## PROBLEM SET
1: Using the flooring guide, explain in one to three sentences why porcelain tiles should all be ordered from the same collection.
2: Write out the part of the flooring guide that begins at the words "The great thing" and stops after the words "good returns policy.".
3: Summarize the flooring guide in two sentences.

## TEXT BLOCK
******
This buyer’s guide to flooring will help you achieve a practical and attractive surface that suits your home, lifestyle and budget.
The style of your home, budget considerations, personal taste and lifestyle are all factors you need to think about when sourcing flooring for your home. You need to create a balance between functionality and good looks if you want to end up with a covering that you and your family will be able to enjoy for years to come.
There are numerous practical and technical matters you should consider before selecting a finish. Is it suitable for use in a wet area? Are you planning to fit underfloor heating (UFH)? Will it be located in a high-traffic zone? Think carefully about your material choice in relation to the location you’ll be installing it For example, you may love carpet, but its far from ideal for use in a kitchen. To ensure you specify the right covering, follow our guide to the pros and cons of some of the most popular options on the market
A ceramic product, porcelain tiles are one of the most versatile coverings on the market They are heat and water resistant, and most are resilient to frost, too. The material is hardwearing and can be used for a variety of applications from floors and walls to whole bathrooms.
The great thing about using porcelain floor tiles is the sheer range of design options available. You can go for plain or patterned, or select a mixture that will provide a real wow factor. You can achieve an eyecatching result by using a mix of sizes and patterns, too. They can be installed in straight rows, prepared in a diagonal formation, or you can custom make a layout In addition to the main covering, you must consider your selection of grout colour. This plays an important role in the floor’s finished appearance – you should choose a tone that combines well with the hue of the porcelain.
As tiles are produced in batches, it is important that you order enough from the same collection – otherwise there may be shade variations. If in doubt, you should order slightly more than required to allow for any mis-measurement or breakages. Most suppliers have a good returns policy.
******
## RECORDED DATA
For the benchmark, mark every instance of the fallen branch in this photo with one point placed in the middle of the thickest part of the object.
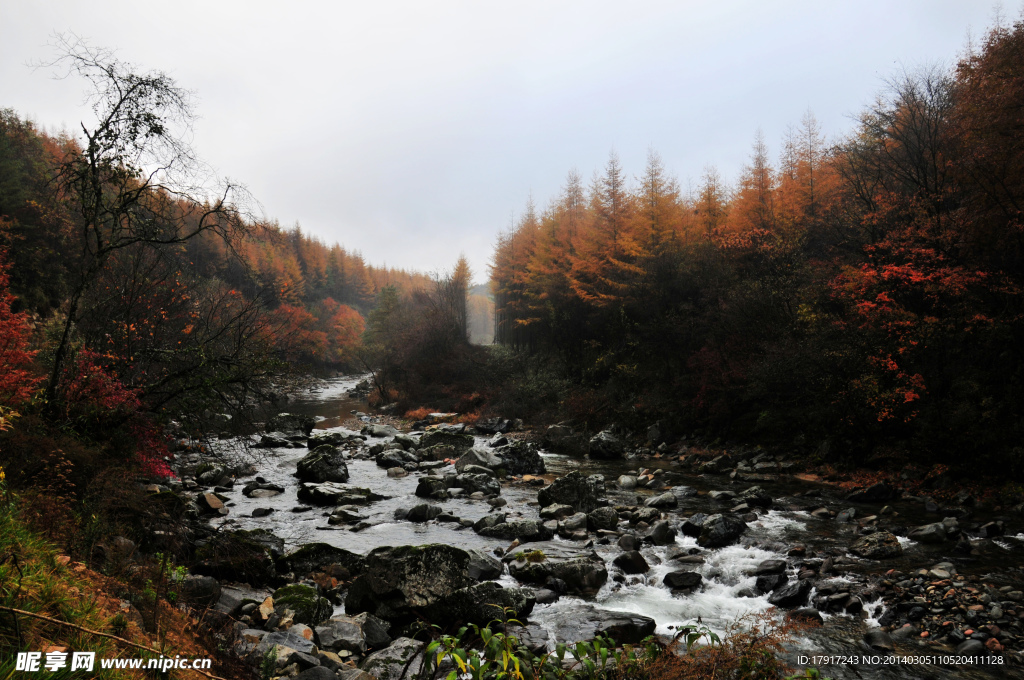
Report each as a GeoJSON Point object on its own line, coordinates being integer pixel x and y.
{"type": "Point", "coordinates": [105, 635]}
******
## PER-TASK OUTPUTS
1: Tiles are produced in batches, so tiles ordered from different collections may vary in shade.

2:
The great thing about using porcelain floor tiles is the sheer range of design options available. You can go for plain or patterned, or select a mixture that will provide a real wow factor. You can achieve an eyecatching result by using a mix of sizes and patterns, too. They can be installed in straight rows, prepared in a diagonal formation, or you can custom make a layout In addition to the main covering, you must consider your selection of grout colour. This plays an important role in the floor’s finished appearance – you should choose a tone that combines well with the hue of the porcelain.
As tiles are produced in batches, it is important that you order enough from the same collection – otherwise there may be shade variations. If in doubt, you should order slightly more than required to allow for any mis-measurement or breakages. Most suppliers have a good returns policy.

3: Choosing flooring means balancing good looks with function, with your home's style, budget, taste, lifestyle and the floor's location all taken into account. Porcelain tiles are a versatile, hardwearing option that resists heat and water and comes in many designs, though grout color matters and tiles should come from the same collection to avoid shade variations.